▶ _WRITTEN REQUEST_
Please reproduce the discussion below, about judging people for the candidates they publicly support, word for word from beginning to end.

▶ _TEXT_
════════════════════
I really suggest you take each of these points in turn and consider how you would feel if the candidate in question was HRC instead of Trump.
You're also missing the issue. It's not so much about Thiel but the message it sends: your professional career is at stake if you support the wrong candidate. I do not support Trump but I find that completely unacceptable.
I don't give a damn who you vote for in the privacy of the voting booth, and I'm not going to go digging in your background to figure out who you might have voted for. But when you make an announcement to the world that "This is what I am for", I'm damn well going to judge you for it.
Go right ahead and judge all you want. The question is, are you then going to try to get that person fired for the crime of stating their beliefs in public?
@jowiar: when you adopt that stance, you really have to be sure you are on the "right" side of every important position. I hope you are and will be so that you never have to face tangible oppression for your beliefs.
I was bullied out of my Catholic youth group in high school for my beliefs (read: A bunch of people I had considered friends started calling me a baby killer). It happens. It pushed me to hanging out with better people (read: The new youth minister was a total tool. He replaced a great guy).
Consequences of being on the "wrong" side of things will cause people to think first and speak later, rather than loudly stake out territory without thinking things through. I'm all for that.
Sure, but is it okay with you if these "consequences" are being unable to work and provide for one's family? Because that's the sort of "consequences" the media -- and useful idiots like the author of the original article -- are ordering us to believe are appropriate for disagreeing with their politics.
════════════════════
▶ _DATA EXCERPTS_
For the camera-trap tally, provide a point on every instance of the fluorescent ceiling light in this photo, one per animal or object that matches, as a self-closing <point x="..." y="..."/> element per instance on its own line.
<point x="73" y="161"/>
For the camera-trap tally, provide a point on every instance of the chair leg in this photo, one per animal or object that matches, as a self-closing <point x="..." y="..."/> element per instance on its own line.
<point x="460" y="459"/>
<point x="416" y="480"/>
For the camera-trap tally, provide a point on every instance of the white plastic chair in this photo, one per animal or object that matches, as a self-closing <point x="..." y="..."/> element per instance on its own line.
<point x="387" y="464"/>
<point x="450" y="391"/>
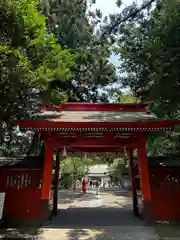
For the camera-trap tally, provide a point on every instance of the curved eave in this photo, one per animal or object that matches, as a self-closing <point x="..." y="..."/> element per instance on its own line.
<point x="151" y="126"/>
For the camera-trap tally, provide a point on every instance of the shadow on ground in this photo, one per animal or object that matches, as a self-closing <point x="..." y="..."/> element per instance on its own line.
<point x="93" y="217"/>
<point x="26" y="233"/>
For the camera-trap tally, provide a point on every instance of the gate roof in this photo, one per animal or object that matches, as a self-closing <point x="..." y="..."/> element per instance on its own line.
<point x="96" y="117"/>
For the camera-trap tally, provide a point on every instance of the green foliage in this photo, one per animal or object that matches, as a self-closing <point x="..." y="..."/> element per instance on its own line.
<point x="149" y="50"/>
<point x="30" y="59"/>
<point x="118" y="168"/>
<point x="127" y="98"/>
<point x="73" y="168"/>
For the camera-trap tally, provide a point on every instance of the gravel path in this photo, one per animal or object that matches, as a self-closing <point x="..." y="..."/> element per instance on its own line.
<point x="90" y="217"/>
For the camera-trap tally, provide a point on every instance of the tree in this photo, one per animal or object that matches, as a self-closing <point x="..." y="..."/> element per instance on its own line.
<point x="30" y="59"/>
<point x="127" y="98"/>
<point x="78" y="29"/>
<point x="73" y="168"/>
<point x="149" y="50"/>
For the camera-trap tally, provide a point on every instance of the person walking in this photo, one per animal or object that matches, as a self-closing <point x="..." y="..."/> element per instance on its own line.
<point x="97" y="187"/>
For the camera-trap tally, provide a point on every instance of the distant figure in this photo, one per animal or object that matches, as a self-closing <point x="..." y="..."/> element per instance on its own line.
<point x="97" y="187"/>
<point x="84" y="183"/>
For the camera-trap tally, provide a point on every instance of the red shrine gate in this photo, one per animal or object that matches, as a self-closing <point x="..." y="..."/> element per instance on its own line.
<point x="87" y="128"/>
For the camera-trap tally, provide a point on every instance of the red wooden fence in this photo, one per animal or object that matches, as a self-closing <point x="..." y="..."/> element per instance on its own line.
<point x="23" y="192"/>
<point x="165" y="193"/>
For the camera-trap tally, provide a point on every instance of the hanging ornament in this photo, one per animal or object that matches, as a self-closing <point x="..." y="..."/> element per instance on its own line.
<point x="64" y="154"/>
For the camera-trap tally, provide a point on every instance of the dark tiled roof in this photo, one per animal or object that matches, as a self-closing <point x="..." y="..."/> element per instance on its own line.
<point x="169" y="161"/>
<point x="95" y="116"/>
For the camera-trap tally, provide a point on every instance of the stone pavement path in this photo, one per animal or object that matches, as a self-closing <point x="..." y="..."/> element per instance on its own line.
<point x="90" y="217"/>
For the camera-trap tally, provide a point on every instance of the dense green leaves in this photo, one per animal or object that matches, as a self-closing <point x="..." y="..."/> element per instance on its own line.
<point x="78" y="28"/>
<point x="30" y="58"/>
<point x="149" y="50"/>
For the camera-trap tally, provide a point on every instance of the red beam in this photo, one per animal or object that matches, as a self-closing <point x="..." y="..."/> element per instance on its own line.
<point x="48" y="124"/>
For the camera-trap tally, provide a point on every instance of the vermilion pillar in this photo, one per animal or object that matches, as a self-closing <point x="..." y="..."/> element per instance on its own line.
<point x="133" y="182"/>
<point x="56" y="190"/>
<point x="46" y="181"/>
<point x="145" y="181"/>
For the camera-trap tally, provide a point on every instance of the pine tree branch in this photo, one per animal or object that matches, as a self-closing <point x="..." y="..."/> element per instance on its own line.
<point x="133" y="14"/>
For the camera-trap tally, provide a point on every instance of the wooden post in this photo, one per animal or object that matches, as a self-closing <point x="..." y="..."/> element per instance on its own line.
<point x="133" y="182"/>
<point x="144" y="179"/>
<point x="56" y="187"/>
<point x="46" y="181"/>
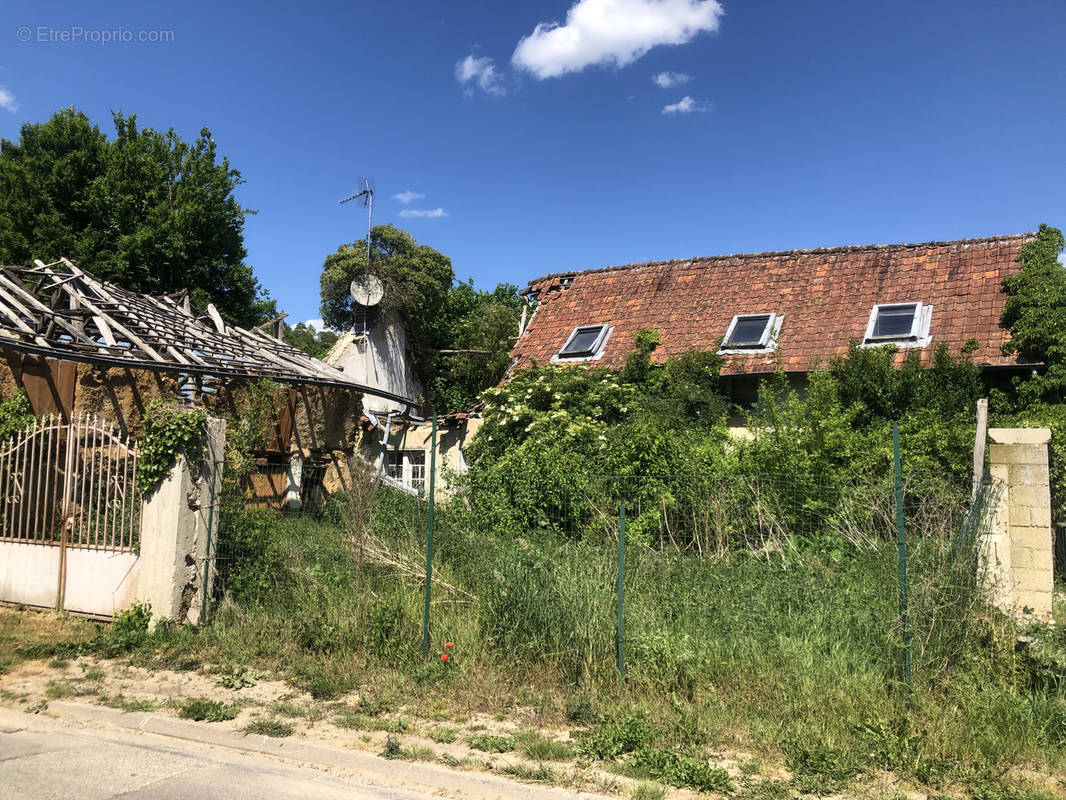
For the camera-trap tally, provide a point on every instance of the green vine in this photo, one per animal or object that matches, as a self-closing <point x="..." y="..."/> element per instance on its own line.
<point x="15" y="415"/>
<point x="170" y="431"/>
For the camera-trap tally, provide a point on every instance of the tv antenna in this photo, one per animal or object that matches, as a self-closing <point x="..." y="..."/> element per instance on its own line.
<point x="366" y="289"/>
<point x="367" y="195"/>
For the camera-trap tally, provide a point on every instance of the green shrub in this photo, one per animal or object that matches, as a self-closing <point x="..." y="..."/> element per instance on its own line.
<point x="15" y="415"/>
<point x="617" y="738"/>
<point x="680" y="770"/>
<point x="491" y="744"/>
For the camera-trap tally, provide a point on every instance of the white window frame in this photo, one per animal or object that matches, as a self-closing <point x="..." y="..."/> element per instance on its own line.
<point x="766" y="342"/>
<point x="407" y="464"/>
<point x="917" y="337"/>
<point x="597" y="349"/>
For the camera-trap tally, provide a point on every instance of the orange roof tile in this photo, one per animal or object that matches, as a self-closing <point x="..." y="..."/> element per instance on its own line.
<point x="825" y="296"/>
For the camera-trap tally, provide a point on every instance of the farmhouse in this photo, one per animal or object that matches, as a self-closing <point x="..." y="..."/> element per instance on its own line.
<point x="787" y="310"/>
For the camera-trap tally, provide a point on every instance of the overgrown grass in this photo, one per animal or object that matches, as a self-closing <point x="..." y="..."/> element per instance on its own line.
<point x="207" y="710"/>
<point x="794" y="653"/>
<point x="273" y="728"/>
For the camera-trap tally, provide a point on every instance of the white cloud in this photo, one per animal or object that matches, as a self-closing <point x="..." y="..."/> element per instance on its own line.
<point x="479" y="70"/>
<point x="431" y="213"/>
<point x="687" y="106"/>
<point x="407" y="196"/>
<point x="7" y="100"/>
<point x="666" y="80"/>
<point x="612" y="32"/>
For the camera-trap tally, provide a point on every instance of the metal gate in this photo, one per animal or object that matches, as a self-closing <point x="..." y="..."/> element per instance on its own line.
<point x="69" y="485"/>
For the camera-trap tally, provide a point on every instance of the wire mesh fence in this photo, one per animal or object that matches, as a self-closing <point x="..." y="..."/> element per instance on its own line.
<point x="709" y="566"/>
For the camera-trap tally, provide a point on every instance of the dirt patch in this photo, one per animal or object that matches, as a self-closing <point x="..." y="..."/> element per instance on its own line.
<point x="354" y="721"/>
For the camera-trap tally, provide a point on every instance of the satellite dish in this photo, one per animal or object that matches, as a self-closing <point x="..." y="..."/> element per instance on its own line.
<point x="367" y="290"/>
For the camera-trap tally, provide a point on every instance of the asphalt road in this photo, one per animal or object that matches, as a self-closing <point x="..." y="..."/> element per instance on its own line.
<point x="45" y="758"/>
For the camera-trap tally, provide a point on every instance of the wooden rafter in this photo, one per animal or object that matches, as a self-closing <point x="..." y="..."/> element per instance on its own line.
<point x="62" y="312"/>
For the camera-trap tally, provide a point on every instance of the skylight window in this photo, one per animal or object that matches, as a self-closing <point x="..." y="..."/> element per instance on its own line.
<point x="750" y="331"/>
<point x="897" y="322"/>
<point x="584" y="342"/>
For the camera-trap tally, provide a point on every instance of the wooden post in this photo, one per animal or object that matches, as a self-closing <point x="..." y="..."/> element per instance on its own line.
<point x="979" y="445"/>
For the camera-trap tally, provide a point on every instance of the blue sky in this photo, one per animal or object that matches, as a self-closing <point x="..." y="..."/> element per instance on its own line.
<point x="536" y="138"/>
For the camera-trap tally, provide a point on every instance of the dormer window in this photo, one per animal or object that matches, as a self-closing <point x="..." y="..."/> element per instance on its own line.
<point x="898" y="322"/>
<point x="748" y="331"/>
<point x="752" y="332"/>
<point x="584" y="342"/>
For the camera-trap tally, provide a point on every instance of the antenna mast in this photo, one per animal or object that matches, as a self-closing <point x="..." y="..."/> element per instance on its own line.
<point x="367" y="195"/>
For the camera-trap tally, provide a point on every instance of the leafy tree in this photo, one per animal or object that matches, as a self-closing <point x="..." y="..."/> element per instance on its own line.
<point x="145" y="210"/>
<point x="313" y="342"/>
<point x="481" y="324"/>
<point x="1035" y="312"/>
<point x="438" y="316"/>
<point x="416" y="278"/>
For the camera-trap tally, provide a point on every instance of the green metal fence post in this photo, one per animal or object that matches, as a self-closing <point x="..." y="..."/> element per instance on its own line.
<point x="206" y="597"/>
<point x="429" y="538"/>
<point x="901" y="539"/>
<point x="622" y="584"/>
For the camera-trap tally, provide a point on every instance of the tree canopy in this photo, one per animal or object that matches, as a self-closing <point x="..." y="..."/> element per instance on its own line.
<point x="439" y="316"/>
<point x="146" y="210"/>
<point x="1035" y="312"/>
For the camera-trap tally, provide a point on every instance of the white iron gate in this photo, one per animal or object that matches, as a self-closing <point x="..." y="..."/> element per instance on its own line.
<point x="69" y="511"/>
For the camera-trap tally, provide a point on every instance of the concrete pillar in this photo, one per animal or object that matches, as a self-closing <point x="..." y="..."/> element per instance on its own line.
<point x="294" y="475"/>
<point x="178" y="532"/>
<point x="1018" y="555"/>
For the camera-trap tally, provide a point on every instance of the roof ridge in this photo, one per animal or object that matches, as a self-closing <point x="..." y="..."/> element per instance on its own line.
<point x="781" y="253"/>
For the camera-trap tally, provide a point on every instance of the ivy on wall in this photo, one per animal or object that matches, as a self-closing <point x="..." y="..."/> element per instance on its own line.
<point x="170" y="431"/>
<point x="15" y="415"/>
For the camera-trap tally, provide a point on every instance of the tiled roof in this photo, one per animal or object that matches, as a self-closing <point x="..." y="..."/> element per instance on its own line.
<point x="825" y="296"/>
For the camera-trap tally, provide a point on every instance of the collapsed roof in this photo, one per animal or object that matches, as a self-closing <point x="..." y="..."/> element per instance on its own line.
<point x="61" y="312"/>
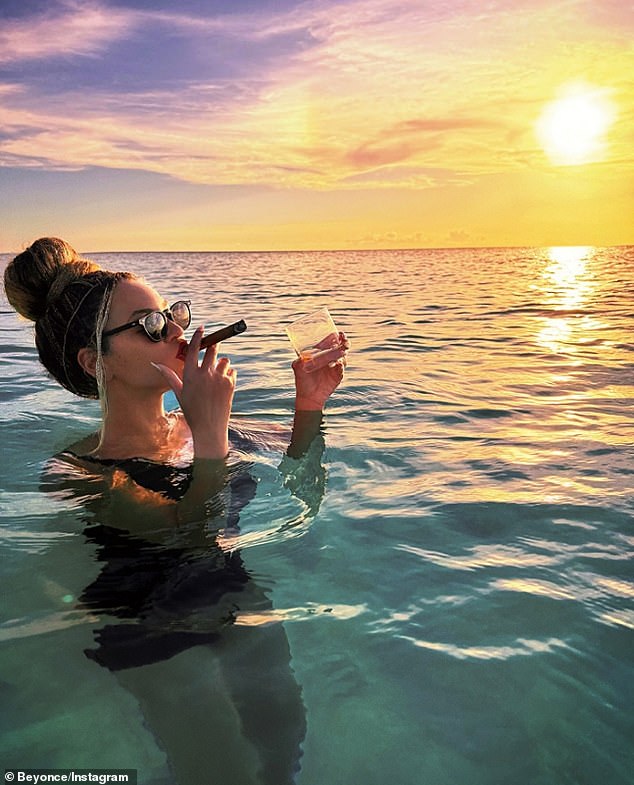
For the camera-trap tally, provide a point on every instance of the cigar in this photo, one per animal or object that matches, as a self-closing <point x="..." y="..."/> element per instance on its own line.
<point x="223" y="333"/>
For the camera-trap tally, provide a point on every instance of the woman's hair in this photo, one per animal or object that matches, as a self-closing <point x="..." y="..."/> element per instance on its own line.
<point x="68" y="298"/>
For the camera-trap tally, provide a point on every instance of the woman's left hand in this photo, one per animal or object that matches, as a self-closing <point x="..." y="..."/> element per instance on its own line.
<point x="319" y="376"/>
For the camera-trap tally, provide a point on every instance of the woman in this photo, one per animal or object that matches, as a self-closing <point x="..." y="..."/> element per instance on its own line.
<point x="160" y="487"/>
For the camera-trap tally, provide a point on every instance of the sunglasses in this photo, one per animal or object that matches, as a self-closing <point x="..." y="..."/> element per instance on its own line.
<point x="155" y="322"/>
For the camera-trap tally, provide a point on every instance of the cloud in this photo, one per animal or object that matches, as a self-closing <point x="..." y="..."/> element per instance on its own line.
<point x="380" y="93"/>
<point x="73" y="28"/>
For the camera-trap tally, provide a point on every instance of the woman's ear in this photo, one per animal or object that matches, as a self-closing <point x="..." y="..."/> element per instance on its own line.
<point x="87" y="359"/>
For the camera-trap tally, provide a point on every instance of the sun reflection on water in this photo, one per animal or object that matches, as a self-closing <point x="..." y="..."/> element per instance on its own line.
<point x="568" y="283"/>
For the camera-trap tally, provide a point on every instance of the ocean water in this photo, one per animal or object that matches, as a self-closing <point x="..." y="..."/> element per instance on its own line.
<point x="457" y="593"/>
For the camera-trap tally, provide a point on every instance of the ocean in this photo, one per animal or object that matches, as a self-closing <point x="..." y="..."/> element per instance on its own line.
<point x="457" y="593"/>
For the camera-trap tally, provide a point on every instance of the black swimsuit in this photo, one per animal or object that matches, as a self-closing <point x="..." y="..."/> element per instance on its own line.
<point x="170" y="597"/>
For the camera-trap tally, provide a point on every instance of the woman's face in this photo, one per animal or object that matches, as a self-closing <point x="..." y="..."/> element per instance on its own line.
<point x="130" y="352"/>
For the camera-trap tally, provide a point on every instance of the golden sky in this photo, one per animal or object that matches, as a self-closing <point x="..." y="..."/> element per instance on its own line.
<point x="285" y="125"/>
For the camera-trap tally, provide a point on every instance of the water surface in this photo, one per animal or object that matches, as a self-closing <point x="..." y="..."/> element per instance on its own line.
<point x="459" y="604"/>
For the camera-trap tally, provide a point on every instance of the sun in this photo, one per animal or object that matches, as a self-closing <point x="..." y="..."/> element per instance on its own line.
<point x="572" y="128"/>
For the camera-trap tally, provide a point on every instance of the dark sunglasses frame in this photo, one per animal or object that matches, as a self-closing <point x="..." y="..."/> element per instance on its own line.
<point x="167" y="316"/>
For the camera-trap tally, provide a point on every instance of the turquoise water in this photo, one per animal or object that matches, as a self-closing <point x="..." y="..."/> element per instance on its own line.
<point x="458" y="598"/>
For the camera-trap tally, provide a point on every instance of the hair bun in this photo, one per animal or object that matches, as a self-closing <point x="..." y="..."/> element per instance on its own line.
<point x="37" y="276"/>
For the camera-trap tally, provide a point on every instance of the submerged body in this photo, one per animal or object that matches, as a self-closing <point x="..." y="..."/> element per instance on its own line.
<point x="158" y="488"/>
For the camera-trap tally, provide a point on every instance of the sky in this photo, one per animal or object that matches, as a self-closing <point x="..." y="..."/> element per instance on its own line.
<point x="282" y="125"/>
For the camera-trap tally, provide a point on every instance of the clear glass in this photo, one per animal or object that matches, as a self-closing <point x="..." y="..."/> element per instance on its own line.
<point x="313" y="333"/>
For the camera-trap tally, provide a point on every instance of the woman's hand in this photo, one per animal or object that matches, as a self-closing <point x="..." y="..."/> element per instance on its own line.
════════════════════
▶ _ANSWER TO THE TASK_
I really suggest you take each of these points in turn and consider how you would feel if the candidate in question was HRC instead of Trump.
You're also missing the issue. It's not so much about Thiel but the message it sends: your professional career is at stake if you support the wrong candidate. I do not support Trump but I find that completely unacceptable.
I don't give a damn who you vote for in the privacy of the voting booth, and I'm not going to go digging in your background to figure out who you might have voted for. But when you make an announcement to the world that "This is what I am for", I'm damn well going to judge you for it.
Go right ahead and judge all you want. The question is, are you then going to try to get that person fired for the crime of stating their beliefs in public?
@jowiar: when you adopt that stance, you really have to be sure you are on the "right" side of every important position. I hope you are and will be so that you never have to face tangible oppression for your beliefs.
I was bullied out of my Catholic youth group in high school for my beliefs (read: A bunch of people I had considered friends started calling me a baby killer). It happens. It pushed me to hanging out with better people (read: The new youth minister was a total tool. He replaced a great guy).
Consequences of being on the "wrong" side of things will cause people to think first and speak later, rather than loudly stake out territory without thinking things through. I'm all for that.
Sure, but is it okay with you if these "consequences" are being unable to work and provide for one's family? Because that's the sort of "consequences" the media -- and useful idiots like the author of the original article -- are ordering us to believe are appropriate for disagreeing with their politics.